◆ **Dataset records**:
>> begin
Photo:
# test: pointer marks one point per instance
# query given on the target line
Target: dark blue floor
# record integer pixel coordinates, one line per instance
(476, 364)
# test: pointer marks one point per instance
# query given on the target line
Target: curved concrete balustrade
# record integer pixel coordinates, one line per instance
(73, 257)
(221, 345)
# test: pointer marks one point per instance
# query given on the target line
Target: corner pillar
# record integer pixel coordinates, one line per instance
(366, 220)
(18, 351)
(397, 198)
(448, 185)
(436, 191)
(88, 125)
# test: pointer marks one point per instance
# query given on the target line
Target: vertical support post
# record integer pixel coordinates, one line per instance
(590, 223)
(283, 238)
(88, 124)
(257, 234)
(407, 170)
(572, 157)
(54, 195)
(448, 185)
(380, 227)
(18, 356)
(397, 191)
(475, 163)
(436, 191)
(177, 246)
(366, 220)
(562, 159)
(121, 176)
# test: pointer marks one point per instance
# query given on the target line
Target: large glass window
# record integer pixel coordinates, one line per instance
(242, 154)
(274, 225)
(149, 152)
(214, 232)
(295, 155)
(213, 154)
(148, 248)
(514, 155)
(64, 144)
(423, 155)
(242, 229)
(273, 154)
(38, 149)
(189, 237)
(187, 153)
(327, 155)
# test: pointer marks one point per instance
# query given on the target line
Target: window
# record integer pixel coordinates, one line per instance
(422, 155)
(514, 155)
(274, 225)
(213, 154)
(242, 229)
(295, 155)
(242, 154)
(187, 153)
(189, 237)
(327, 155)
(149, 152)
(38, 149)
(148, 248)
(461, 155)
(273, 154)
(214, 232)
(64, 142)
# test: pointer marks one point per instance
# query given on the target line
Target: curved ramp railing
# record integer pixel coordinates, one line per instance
>> end
◆ **Written instruction**:
Copy out the full material exactly as it appears.

◆ **Solution to this task**:
Photo:
# test: pointer marks one point per instance
# query given on the target line
Target: dark blue floor
# record integer pixel coordinates, one line per instance
(476, 364)
# test: pointer marks one point per instance
# query given on the target line
Target: curved concrete balustrade
# record integer pixel coordinates, one line per instance
(73, 257)
(221, 345)
# test: pointer marks one point per instance
# query given on the target line
Target: corner pillar
# record integer pixel coordinates, one line per instance
(366, 220)
(18, 351)
(397, 198)
(448, 185)
(436, 191)
(88, 125)
# test: pointer marks one point per instance
# query given on the target line
Target: vertical support post
# record integer pixel coordinates, one line per instance
(590, 223)
(283, 238)
(88, 124)
(257, 234)
(407, 170)
(572, 157)
(54, 195)
(448, 185)
(380, 227)
(18, 356)
(397, 191)
(475, 163)
(436, 191)
(177, 246)
(366, 220)
(562, 159)
(121, 176)
# test: pointer marks one point per instance
# query given on the target line
Target: large glass window
# record integer pixel coordinates, one line per instance
(242, 154)
(274, 225)
(149, 152)
(214, 232)
(295, 155)
(213, 154)
(148, 248)
(514, 155)
(64, 144)
(423, 155)
(242, 229)
(273, 154)
(38, 149)
(189, 237)
(187, 153)
(327, 155)
# test: pointer marks one point per instance
# query given on the target line
Target: window
# record integer pixel coordinates, one line per instance
(422, 155)
(514, 155)
(274, 225)
(213, 154)
(242, 229)
(295, 155)
(242, 154)
(187, 153)
(189, 237)
(327, 155)
(149, 152)
(38, 149)
(148, 248)
(461, 155)
(273, 154)
(214, 232)
(64, 142)
# test: pointer marks one point per instance
# query given on the target line
Target: curved ramp railing
# record integer pixel coordinates, one line per instance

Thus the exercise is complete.